These Councils Shape Doctors’ Future: Now They’re All Led by Women
Women in medicine are creating change, blazing their own path in a historically male-dominated profession. But with the COVID-19 pandemic deepening the longstanding inequities and crises in the health care system, the need for women’s leadership has never been more urgent. Fortunately, the AMA’s leadership has helped fulfill that need with three consecutive female presidents—including the first Black woman to hold the office.
And now comes another first—all of the physicians serving as chairs of the AMA’s seven councils in the 2020–2021 term are women. Six of the councils submit reports directly to the AMA House of Delegates for consideration. These are all elected positions.
The Council on Legislation differs from the others in that it submits reports and makes recommendations directly to the AMA Board of Trustees. The AMA Council on Long Range Planning and Development also may present its reports to the Board of Trustees or to the HOD.
Every September, the AMA celebrates women physicians, residents and students during Women in Medicine Month. In 2020, the pandemic has posed another set of challenges for women physicians to surmount. This September, the AMA is thanking and recognizing women physicians tirelessly advancing equity and creating change.
The seven women physician council chairs took time to discuss what this means for the AMA and how mentorship plays a role. Here is what they had to say.
It is a historic moment that all council chairs are women this year “because I started coming to the AMA when I was very young,” said Dr. Butler, an ob-gyn in Florida. “I remember when I would walk into the House of Delegates and see that there were not a lot of women or minorities seated as delegates.”

--------------------------------------------------

_WHAT THIS TASK INVOLVES:_
In the article on the AMA council chairs, which council submits its reports and recommendations directly to the AMA Board of Trustees? This data has no connection to the article on the AMA council chairs.

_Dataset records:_
--------------------------------------------------

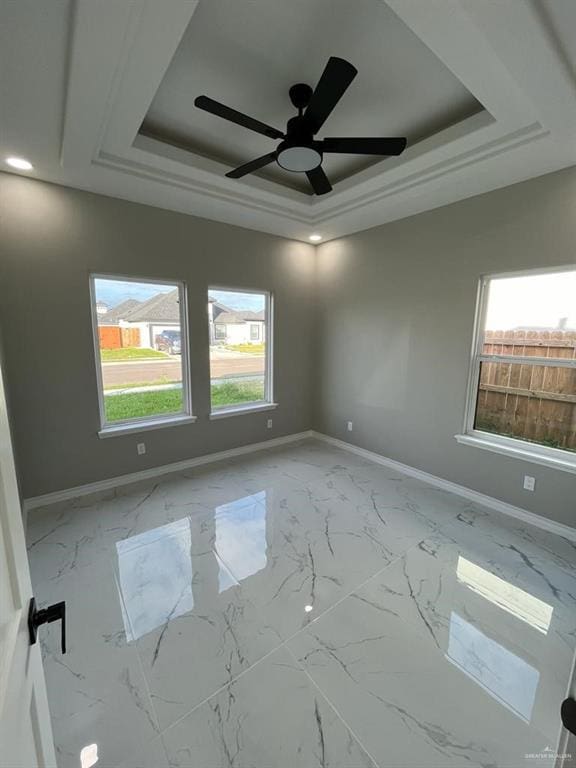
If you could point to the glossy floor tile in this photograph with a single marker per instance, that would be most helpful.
(301, 607)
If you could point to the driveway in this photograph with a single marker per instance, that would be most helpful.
(141, 371)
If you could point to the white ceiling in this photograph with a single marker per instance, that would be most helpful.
(79, 78)
(248, 54)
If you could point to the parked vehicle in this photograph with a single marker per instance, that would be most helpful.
(168, 341)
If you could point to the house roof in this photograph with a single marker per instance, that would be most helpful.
(119, 312)
(232, 317)
(163, 307)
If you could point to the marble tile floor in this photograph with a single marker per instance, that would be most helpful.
(301, 607)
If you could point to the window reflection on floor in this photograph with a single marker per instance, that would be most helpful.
(241, 534)
(516, 601)
(160, 579)
(505, 676)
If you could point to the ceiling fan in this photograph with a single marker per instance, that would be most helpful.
(299, 151)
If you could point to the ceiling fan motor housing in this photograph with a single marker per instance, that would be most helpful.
(298, 152)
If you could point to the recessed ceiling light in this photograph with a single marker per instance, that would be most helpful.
(20, 163)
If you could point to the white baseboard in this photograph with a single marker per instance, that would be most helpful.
(480, 498)
(145, 474)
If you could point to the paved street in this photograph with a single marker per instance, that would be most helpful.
(142, 371)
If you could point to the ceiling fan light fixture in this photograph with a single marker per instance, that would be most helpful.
(298, 158)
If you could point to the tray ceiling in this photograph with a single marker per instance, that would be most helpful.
(248, 54)
(80, 78)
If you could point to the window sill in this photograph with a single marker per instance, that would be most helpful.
(518, 451)
(251, 408)
(130, 429)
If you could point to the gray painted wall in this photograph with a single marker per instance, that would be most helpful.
(395, 316)
(51, 239)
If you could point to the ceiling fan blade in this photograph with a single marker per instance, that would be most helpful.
(319, 181)
(392, 146)
(221, 110)
(253, 165)
(337, 76)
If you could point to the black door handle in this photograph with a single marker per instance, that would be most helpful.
(568, 715)
(36, 618)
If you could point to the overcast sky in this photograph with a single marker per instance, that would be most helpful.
(540, 300)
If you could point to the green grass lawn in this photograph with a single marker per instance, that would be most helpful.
(254, 349)
(129, 353)
(137, 405)
(234, 393)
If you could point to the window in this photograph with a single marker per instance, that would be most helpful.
(140, 337)
(522, 397)
(240, 361)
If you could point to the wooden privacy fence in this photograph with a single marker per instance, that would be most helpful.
(533, 402)
(113, 337)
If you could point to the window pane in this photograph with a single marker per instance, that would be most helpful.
(536, 403)
(238, 336)
(532, 315)
(140, 343)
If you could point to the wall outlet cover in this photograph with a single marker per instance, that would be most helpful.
(529, 483)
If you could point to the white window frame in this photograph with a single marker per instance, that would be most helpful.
(508, 446)
(268, 403)
(130, 426)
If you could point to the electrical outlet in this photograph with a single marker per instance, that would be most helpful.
(529, 483)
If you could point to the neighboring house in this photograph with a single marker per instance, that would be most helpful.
(161, 312)
(151, 317)
(233, 326)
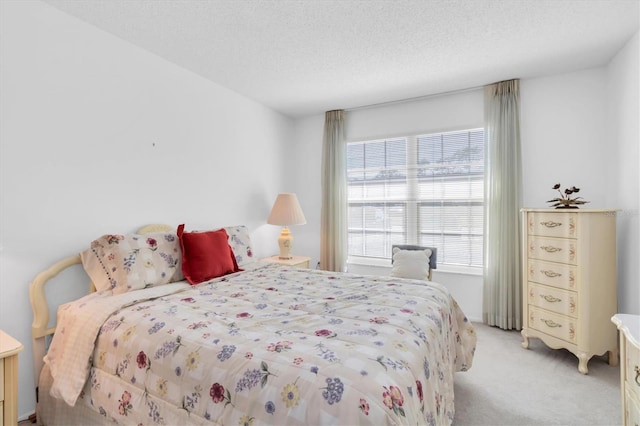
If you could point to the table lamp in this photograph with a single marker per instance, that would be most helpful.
(286, 211)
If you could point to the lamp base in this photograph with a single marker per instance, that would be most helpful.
(285, 241)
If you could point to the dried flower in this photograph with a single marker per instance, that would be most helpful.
(565, 201)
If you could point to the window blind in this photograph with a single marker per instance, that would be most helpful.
(422, 189)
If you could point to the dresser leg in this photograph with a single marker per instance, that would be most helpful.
(525, 339)
(582, 363)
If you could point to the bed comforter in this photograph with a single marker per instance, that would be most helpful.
(272, 345)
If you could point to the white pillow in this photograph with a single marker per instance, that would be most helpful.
(412, 264)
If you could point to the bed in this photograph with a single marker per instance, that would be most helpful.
(261, 344)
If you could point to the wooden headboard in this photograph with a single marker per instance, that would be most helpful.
(40, 326)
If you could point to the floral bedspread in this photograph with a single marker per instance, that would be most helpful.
(274, 345)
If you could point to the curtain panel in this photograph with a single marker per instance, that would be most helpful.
(333, 226)
(502, 281)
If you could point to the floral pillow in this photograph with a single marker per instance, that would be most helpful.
(240, 242)
(131, 262)
(412, 264)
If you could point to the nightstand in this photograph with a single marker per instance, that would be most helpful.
(9, 349)
(629, 326)
(295, 261)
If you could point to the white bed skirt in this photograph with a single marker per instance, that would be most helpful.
(52, 412)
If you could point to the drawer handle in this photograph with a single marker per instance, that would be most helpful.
(550, 249)
(551, 224)
(550, 323)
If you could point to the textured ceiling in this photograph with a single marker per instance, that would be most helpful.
(305, 57)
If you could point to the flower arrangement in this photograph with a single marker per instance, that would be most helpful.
(565, 201)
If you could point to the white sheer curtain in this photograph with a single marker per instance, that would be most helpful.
(333, 226)
(502, 302)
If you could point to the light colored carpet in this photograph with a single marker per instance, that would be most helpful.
(510, 385)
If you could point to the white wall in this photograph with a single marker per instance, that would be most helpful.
(566, 136)
(623, 120)
(99, 136)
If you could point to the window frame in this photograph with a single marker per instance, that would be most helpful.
(412, 227)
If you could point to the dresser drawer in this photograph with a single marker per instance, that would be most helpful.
(553, 299)
(554, 274)
(552, 249)
(548, 224)
(1, 379)
(556, 325)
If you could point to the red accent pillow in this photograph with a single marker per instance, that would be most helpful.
(206, 255)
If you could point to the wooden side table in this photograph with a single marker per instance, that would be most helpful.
(295, 261)
(9, 349)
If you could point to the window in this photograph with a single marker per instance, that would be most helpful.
(425, 189)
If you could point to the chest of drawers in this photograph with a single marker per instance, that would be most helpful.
(569, 281)
(629, 326)
(9, 349)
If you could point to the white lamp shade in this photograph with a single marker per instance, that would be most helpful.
(286, 211)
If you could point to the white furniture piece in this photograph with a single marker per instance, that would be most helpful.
(569, 281)
(295, 261)
(629, 326)
(9, 349)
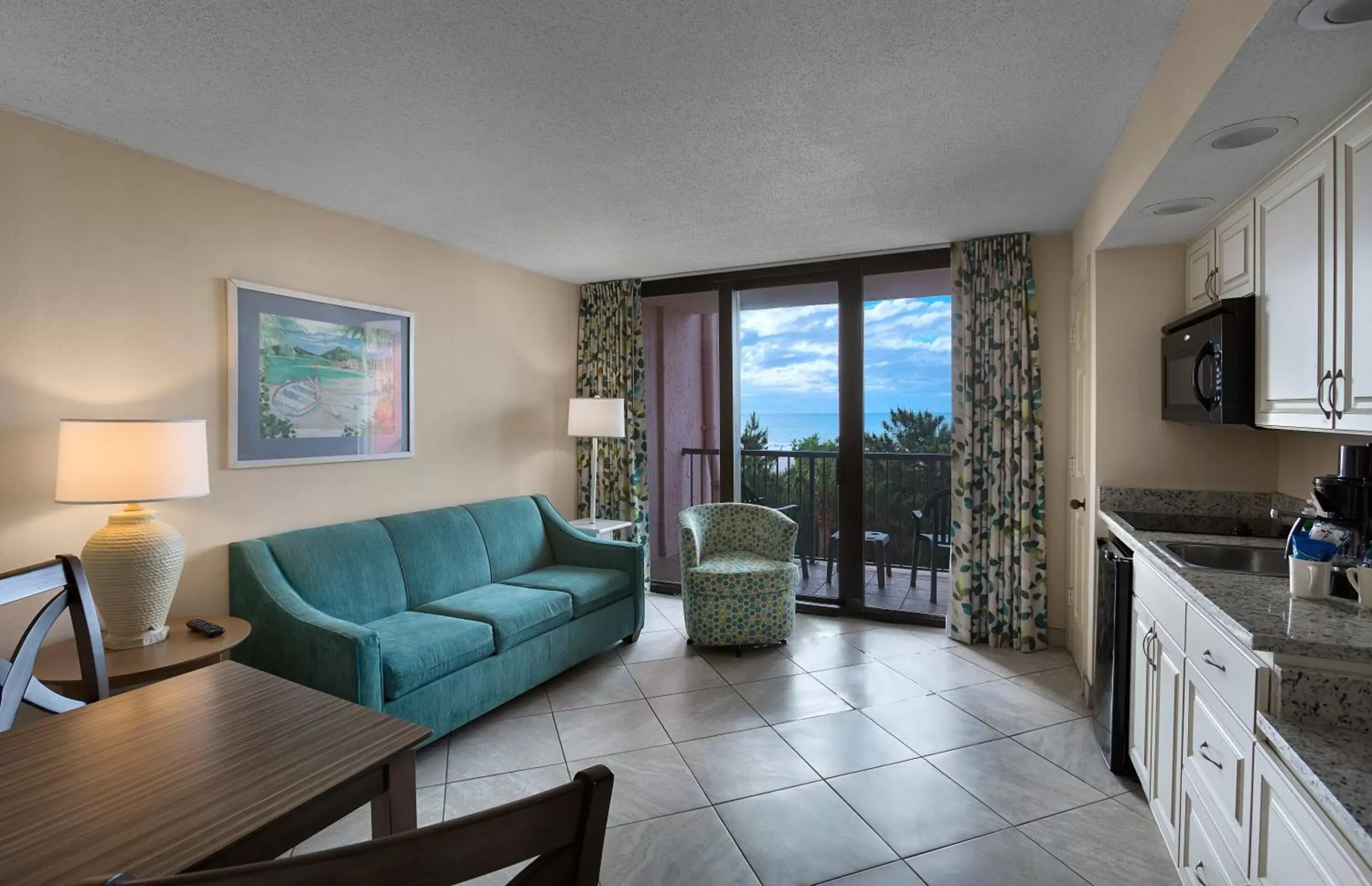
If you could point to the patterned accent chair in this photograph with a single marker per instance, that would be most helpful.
(739, 582)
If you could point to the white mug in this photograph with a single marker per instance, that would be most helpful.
(1357, 575)
(1309, 578)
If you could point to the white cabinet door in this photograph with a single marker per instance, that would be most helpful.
(1296, 294)
(1353, 227)
(1169, 696)
(1294, 844)
(1200, 271)
(1234, 253)
(1142, 696)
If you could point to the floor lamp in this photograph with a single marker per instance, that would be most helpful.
(596, 417)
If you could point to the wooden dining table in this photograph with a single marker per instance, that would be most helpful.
(217, 767)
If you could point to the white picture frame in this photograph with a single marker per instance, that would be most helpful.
(297, 419)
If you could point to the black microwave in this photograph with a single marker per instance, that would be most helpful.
(1208, 365)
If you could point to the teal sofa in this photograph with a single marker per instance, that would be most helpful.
(435, 616)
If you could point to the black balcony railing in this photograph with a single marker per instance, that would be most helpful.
(803, 483)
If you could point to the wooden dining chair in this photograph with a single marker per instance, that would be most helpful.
(17, 681)
(562, 829)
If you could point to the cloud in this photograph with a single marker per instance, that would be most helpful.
(772, 321)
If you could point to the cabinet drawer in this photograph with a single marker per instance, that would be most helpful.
(1222, 663)
(1217, 758)
(1294, 844)
(1165, 603)
(1202, 856)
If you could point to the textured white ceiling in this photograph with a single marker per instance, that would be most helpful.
(612, 138)
(1282, 70)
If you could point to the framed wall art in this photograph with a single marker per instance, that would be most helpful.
(315, 379)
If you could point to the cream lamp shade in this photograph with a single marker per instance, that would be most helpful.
(596, 417)
(131, 461)
(135, 561)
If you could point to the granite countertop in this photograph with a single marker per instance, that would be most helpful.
(1257, 609)
(1335, 766)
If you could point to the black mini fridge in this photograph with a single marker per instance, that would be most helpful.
(1115, 619)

--------------------------------------------------

_ANSWER:_
The Council on Legislation.